文档片段:
POJ 2104：K-th Number（主席树）

K-th Number

Time Limit: 20000MS		Memory Limit: 65536K
Total Submissions: 50411		Accepted: 17188
Case Time Limit: 2000MS

Description

You are working for Macrohard company in data structures department. After failing your previous task about key insertion you were asked to write a new data structure that would be able to return quickly k-th order statistics in the array segment. 
That is, given an array a[1...n] of different integer numbers, your program must answer a series of questions Q(i, j, k) in the form: "What would be the k-th number in a[i...j] segment, if this segment was sorted?"

必做任务:
A - 把 K-th Number 题目中的这句话译成中文："You are working for Macrohard company in data structures department."
B - 接着 K-th Number 题目的最后一句往下写。
完成任务用不到这些条目。

所给条目:
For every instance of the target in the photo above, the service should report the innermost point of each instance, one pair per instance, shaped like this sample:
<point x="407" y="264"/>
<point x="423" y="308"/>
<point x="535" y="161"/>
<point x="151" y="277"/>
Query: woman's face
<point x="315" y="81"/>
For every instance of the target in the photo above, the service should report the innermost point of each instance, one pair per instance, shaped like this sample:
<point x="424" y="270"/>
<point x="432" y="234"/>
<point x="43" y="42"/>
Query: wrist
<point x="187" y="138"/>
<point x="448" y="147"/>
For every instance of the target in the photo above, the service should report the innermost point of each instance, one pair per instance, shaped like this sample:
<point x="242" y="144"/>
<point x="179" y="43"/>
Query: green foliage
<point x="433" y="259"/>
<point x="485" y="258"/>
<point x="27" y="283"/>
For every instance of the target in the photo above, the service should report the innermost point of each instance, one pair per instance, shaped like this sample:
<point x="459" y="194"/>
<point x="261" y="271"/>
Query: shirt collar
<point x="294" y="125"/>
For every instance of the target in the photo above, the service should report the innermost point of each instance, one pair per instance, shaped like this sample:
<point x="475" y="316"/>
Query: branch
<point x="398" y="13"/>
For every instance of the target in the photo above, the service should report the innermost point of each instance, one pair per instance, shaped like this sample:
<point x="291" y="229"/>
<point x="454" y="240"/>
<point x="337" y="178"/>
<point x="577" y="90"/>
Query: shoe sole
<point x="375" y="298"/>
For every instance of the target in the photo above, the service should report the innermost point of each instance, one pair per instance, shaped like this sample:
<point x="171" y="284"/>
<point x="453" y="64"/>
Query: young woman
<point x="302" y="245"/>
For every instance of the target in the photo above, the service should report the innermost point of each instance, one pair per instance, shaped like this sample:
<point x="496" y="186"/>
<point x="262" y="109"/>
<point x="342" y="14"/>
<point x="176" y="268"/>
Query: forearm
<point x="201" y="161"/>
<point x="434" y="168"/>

按序输出:
A - 你在 Macrohard 公司的数据结构部门工作。

B -
For example, consider the array a = (1, 5, 2, 6, 3, 7, 4). Let the question be Q(2, 5, 3). The segment a[2...5] is (5, 2, 6, 3). If we sort this segment, we get (2, 3, 5, 6), the third number is 5, and therefore the answer to the question is 5.

Input

The first line of the input file contains n --- the size of the array, and m --- the number of questions to answer (1 <= n <= 100 000, 1 <= m <= 5 000). 
The second line contains n different integer numbers not exceeding 10 ⁹ by their absolute values --- the array for which the answers should be given. 
The following m lines contain question descriptions, each description consists of three numbers: i, j, and k (1 <= i <= j <= n, 1 <= k <= j - i + 1) and represents the question Q(i, j, k).

Output

For each question output the answer to it --- the k-th number in sorted a[i...j] segment.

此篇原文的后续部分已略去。